Required task -> Put all of the records below into a two-column CSV with the header "prompt" and "target", one row per record. Each row holds the record's text in one quoted field and its answer in another, with line breaks replaced by spaces.

━━━ Stored data

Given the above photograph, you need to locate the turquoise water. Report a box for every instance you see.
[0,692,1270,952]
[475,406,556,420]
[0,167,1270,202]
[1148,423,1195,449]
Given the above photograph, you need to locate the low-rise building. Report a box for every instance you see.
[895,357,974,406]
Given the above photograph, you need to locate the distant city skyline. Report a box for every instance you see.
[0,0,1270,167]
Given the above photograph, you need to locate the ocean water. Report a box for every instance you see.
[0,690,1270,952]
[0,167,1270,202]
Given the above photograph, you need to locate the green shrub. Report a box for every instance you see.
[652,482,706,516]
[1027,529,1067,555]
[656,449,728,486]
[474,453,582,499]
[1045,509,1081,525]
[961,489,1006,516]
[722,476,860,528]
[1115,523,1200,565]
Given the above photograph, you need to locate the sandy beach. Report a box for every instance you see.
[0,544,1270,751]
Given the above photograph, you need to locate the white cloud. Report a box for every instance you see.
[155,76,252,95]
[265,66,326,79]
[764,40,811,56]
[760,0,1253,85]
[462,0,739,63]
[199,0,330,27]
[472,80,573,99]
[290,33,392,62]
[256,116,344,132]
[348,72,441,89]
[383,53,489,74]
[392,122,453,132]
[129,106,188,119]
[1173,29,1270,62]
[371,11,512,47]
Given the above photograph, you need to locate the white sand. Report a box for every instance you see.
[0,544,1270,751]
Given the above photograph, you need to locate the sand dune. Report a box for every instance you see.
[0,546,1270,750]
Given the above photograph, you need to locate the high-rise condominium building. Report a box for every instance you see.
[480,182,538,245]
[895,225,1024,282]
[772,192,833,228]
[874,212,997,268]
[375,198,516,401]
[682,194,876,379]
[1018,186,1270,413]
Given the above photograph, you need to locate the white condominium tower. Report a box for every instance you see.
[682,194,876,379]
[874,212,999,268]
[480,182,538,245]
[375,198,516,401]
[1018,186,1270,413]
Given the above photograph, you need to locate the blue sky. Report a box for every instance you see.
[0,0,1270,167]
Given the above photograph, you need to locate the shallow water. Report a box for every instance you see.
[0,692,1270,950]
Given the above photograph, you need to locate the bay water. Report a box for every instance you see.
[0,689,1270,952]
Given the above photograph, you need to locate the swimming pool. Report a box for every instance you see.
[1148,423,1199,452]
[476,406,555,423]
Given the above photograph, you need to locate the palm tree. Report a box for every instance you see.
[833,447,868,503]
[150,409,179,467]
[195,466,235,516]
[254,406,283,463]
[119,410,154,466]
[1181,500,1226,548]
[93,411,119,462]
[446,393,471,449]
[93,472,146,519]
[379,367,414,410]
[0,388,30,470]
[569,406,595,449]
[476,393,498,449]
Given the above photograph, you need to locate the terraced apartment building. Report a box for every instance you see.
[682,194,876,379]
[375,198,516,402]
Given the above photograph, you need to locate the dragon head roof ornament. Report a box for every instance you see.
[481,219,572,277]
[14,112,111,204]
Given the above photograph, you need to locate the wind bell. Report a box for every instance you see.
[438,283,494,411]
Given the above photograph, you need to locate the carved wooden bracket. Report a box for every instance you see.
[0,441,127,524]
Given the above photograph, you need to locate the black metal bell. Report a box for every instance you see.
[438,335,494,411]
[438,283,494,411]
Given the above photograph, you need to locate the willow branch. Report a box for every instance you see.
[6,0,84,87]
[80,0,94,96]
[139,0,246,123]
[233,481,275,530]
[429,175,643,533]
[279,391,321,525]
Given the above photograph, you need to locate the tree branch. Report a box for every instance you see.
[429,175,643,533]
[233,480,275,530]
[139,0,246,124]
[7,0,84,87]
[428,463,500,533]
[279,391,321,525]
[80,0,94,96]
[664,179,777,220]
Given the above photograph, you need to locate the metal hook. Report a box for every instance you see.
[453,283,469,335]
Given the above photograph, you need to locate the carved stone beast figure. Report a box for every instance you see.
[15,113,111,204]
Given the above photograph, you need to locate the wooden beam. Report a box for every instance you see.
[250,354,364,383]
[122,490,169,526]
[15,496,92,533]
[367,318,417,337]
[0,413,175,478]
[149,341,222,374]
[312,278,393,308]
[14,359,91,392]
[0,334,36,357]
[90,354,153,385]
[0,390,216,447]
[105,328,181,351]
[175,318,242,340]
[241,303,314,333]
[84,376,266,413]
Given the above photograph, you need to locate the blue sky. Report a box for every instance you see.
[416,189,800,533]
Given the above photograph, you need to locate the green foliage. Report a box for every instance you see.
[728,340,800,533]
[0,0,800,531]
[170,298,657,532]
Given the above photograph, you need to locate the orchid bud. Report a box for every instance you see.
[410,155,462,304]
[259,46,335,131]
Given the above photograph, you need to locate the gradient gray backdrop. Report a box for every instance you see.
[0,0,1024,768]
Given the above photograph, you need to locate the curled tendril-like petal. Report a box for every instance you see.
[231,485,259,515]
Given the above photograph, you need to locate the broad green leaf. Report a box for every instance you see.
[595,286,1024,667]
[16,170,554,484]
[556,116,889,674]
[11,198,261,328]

━━━━━━

Solution to this problem ->
prompt,target
"Given the above photograph, you need to locate the turquoise water. Report a box for every instance you see.","[0,692,1270,952] [475,406,556,420] [0,167,1270,202] [1148,423,1195,449]"
"Given the above photograph, you need to locate the low-rise building. Report a box for every instance you see.","[895,357,974,406]"
"Given the above photograph, you need to locate the distant city skyline. Report a box for every instance you see.","[0,0,1270,167]"
"Given the above photograph, you need to locate the ocean water. Report a box for every instance you see.","[0,690,1270,952] [0,167,1270,202]"
"Given the above photograph, you need to locate the green shrub. Report a box for every instance you see.","[652,482,706,516] [1027,529,1067,555] [656,449,728,486] [474,453,582,499] [1045,509,1081,525] [961,489,1006,516] [722,476,860,528] [1115,523,1200,565]"
"Given the above photograph, you need to locate the sandy beach. Report a box for every instance you see.","[0,544,1270,751]"
"Given the above photograph, you need to locate the white cloud. Report a box for every instance you see.","[155,76,252,95] [265,66,326,79] [764,40,811,56] [760,0,1253,85] [462,0,739,63] [199,0,330,27] [472,80,573,99] [290,33,392,62] [256,116,344,132] [348,72,441,89] [383,53,489,74] [392,122,453,132] [129,106,188,119] [1173,29,1270,62] [371,11,512,47]"
"Given the above photograph, you need to locate the white sand. Report a box for every instance you see.","[0,544,1270,751]"
"Given the above photograph, you need to locate the sand dune. Report a box for every instance you see.","[0,546,1270,750]"
"Given the above photograph, you need to locate the high-rise condominium building. Report a box for every instance you see.","[480,182,538,245] [895,225,1024,282] [772,192,833,228] [874,212,997,268] [375,198,516,401] [682,194,876,379] [1018,186,1270,413]"
"Given the above photograph, you need to locate the white condominium tower. Report a box for every instance you see.","[682,194,876,379] [874,212,999,268] [480,182,538,245] [375,198,516,401] [1018,186,1270,413]"
"Given the above photograph, you need to locate the blue sky. Report a box for every instance you see.","[0,0,1270,167]"
"Given the above photograph, you need to locate the shallow water. Report a box for every instance you see.","[0,692,1270,950]"
"Given the above photograph, you need to locate the bay water. Report a box for every instance you see.","[0,689,1270,952]"
"Given the above photograph, you need to locate the swimming pool. Report a box for every instance you see.","[1148,423,1199,452] [476,406,555,423]"
"Given the above photograph, you need to locate the palm tree. Report a box for every instance you see.","[833,447,868,503] [150,409,179,467] [195,466,235,516] [254,406,283,463] [119,410,154,466] [1181,500,1226,548] [93,411,119,462] [446,393,471,449] [93,472,146,519] [379,367,414,410] [0,388,30,470] [569,406,595,449] [476,393,498,449]"
"Given the above photograph, you need to locate the terraced apartment building. Report a box for every instance you see.","[682,194,876,379] [375,198,516,402]"
"Given the above photograph, you need to locate the dragon head roof ornament. Report a box for every instance you see.","[481,219,572,277] [14,112,111,204]"
"Given the above photograph, you need to locate the wind bell. Report a box for every instance you see.","[438,283,494,411]"
"Given the above photograph, you need to locate the carved wooden bracket. Report a box for every instance you see.","[0,441,127,524]"
"Given the above photograph, you need to locate the black metal bell. Report a box for every instance you see.","[438,335,494,411] [438,283,494,411]"
"Given the above photograph, you need to locate the willow branch. Report a box for every instance you see.","[6,0,84,87] [80,0,94,96] [139,0,246,123] [233,481,275,530] [429,175,643,533] [279,391,321,525]"
"Given the above photograph, you need to locate the tree branch. Report a box for every instance you see.","[429,175,643,533] [233,480,275,530] [139,0,246,124] [7,0,84,87] [428,463,500,533] [279,391,321,525] [80,0,94,96] [664,179,777,220]"
"Given the above photograph, you need to locate the metal hook. Report a box for every instance you see.","[453,283,469,335]"
"Given the above photograph, you need to locate the carved stone beast figure. Report a box for every instance you see.","[15,113,111,204]"
"Given the above photograph, you need to locate the wooden beam. Report a box for every instance you see.","[250,354,364,383] [122,490,169,526] [15,496,92,533] [367,318,417,337] [0,413,175,478] [149,341,222,374] [312,278,393,308] [14,359,91,392] [0,334,36,357] [90,354,153,385] [0,390,216,447] [105,328,181,351] [175,318,242,340] [241,303,314,333] [84,376,266,413]"
"Given the above photograph, you need to locate the blue sky. Report a box for every instance you see.","[416,189,800,533]"
"Given the above photograph, you need to locate the green foliage. Report a box for every instance you see.","[728,340,800,533] [0,0,800,531] [170,298,657,532]"
"Given the above photograph, you need to locate the orchid bud. Report a box for every instance you see.","[410,155,462,304] [259,46,335,131]"
"Given the above photograph, you need to locate the gradient gray backdrop. Report a box for every instance you see.","[0,0,1024,768]"
"Given the above photograph, you need to locate the curled tendril-like petal. Report a box for every instance you see.","[231,485,259,515]"
"Given the above photograph, you need to locate the broad green leaf. Report a box for every instance you see.","[595,286,1024,667] [16,170,554,484] [556,116,889,674] [11,198,261,328]"